* _What you have to do_
Could you please return each line of the data that has the word "bank"?

------------------------------------

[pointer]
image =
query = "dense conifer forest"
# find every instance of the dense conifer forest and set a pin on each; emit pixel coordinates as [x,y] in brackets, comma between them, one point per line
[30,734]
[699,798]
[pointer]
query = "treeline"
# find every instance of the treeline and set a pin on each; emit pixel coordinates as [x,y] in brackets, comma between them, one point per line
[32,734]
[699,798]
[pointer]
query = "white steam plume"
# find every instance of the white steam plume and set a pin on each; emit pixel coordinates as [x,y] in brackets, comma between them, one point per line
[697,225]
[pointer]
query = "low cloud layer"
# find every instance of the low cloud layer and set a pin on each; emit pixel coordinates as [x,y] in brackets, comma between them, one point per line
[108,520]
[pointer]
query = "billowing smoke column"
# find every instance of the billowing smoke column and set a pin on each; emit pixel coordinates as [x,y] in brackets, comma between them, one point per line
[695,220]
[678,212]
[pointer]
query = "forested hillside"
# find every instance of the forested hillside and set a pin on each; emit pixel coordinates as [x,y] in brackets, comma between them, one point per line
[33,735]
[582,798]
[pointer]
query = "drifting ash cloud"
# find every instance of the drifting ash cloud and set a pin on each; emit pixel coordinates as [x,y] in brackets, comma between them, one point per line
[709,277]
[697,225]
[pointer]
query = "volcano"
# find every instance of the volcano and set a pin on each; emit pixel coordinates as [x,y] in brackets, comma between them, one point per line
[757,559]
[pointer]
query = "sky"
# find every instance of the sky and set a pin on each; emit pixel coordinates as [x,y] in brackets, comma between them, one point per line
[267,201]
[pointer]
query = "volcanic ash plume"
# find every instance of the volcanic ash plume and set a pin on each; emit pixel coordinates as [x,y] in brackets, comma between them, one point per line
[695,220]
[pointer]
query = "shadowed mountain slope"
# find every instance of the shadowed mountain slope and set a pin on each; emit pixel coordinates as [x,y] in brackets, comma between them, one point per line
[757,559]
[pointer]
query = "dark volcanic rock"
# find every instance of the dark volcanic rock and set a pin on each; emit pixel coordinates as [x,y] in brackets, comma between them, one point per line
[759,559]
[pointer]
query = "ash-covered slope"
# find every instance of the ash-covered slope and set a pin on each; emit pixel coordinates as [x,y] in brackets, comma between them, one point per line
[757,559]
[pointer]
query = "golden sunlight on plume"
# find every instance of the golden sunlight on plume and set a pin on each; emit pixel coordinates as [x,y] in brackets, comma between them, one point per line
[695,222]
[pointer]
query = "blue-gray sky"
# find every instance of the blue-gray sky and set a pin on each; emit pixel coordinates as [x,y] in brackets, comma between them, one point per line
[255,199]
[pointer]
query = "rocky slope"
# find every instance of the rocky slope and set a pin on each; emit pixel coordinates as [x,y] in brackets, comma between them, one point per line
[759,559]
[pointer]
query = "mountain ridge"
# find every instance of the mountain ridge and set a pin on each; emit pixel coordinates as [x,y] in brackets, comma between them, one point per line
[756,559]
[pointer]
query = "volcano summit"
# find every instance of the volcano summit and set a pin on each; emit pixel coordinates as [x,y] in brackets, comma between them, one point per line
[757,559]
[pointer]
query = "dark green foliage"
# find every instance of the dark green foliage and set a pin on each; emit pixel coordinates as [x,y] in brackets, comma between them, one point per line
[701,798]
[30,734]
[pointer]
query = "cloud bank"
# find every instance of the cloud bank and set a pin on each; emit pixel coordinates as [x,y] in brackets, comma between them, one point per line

------------------------------------

* _Exercise answer_
query = "cloud bank"
# find every instance of the cloud bank and set a pin on each; emit pixel coordinates as [x,y] in brackets, comma between them, one point per line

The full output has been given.